*Selected excerpt*.
_ _ _

The recent Conservation Letters article by a group of ND-ECI researchers was featured by Frontiers in Ecology and the Environment. 

New technologies prevent aquatic species invasions

Lindsay Deel

Recently, researchers from the University of Notre Dame’s Environmental Change Initiative (ECI) applied new techniques to help detect and prevent aquatic invasive species from entering US waters (Conserv Lett 2013; doi:10.1111/ conl.12017). Once established, such species cause massive ecological and economic damage to fisheries and other industries each year. “This research combines two emerging but proven technologies – environmental DNA (eDNA) and Light Transmission Spectroscopy (LTS) – to address the growing problem of aquatic invasive species by increasing our ability to detect dangerous species before they arrive or when they are still rare in the environment and have not yet caused substantial damage”, says lead author Scott Egan (ECI, Notre Dame, IN). These new methods will improve the monitoring of ships’ ballast waters, which often harbor stowaway organisms. In the Great Lakes alone, approximately 180 non-indigenous species have become established since European settlement, with about 70% arriving in water discharged from the ballast tanks of transoceanic ships.

_ _ _

Pick up the news piece on using eDNA and Light Transmission Spectroscopy to detect aquatic invasive species after its final sentence and keep writing it.

*Source material*.

_ _ _

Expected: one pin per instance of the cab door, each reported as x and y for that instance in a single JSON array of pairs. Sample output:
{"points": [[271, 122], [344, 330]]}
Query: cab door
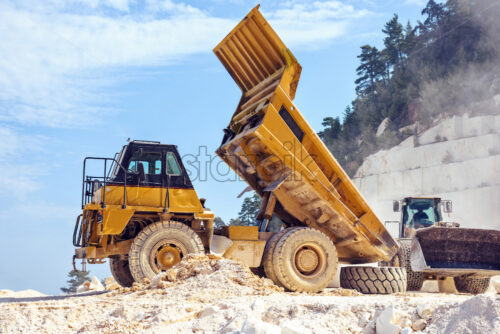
{"points": [[146, 189], [181, 195]]}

_ _ _

*Exercise answer*.
eDNA is a species surveillance tool that examines DNA found in microscopic bits of tissue of various aquatic species (eg pieces of fish scales and insect exoskeletons) suspended in the water. LTS can detect changes in the size of small particles as they come into contact with the DNA of specific target species, even if those species are relatively scarce in the water samples. Given the importance of ballast-water monitoring, this work “implies that eDNA sampling and LTS could enable rapid species detection in the field in the context of research, voluntary or regulatory surveillance, and management actions to lower the risk of the introduction or spread of harmful species”, attests Egan.

For the future, Egan and his ECI colleagues are working to improve the sensitivity of LTS for even lower concentrations of target species and to expand the number of species these techniques are able to detect. They are also developing a species detection platform that uses all of these tools in the field, on large ships or at points of entry to the US. As Egan explains, “Future research applications will expand analyses to include threatened or endangered species, pest species of agricultural concern, infectious species of health concern (eg pathogens and parasites), and species that pose biosecurity risks”.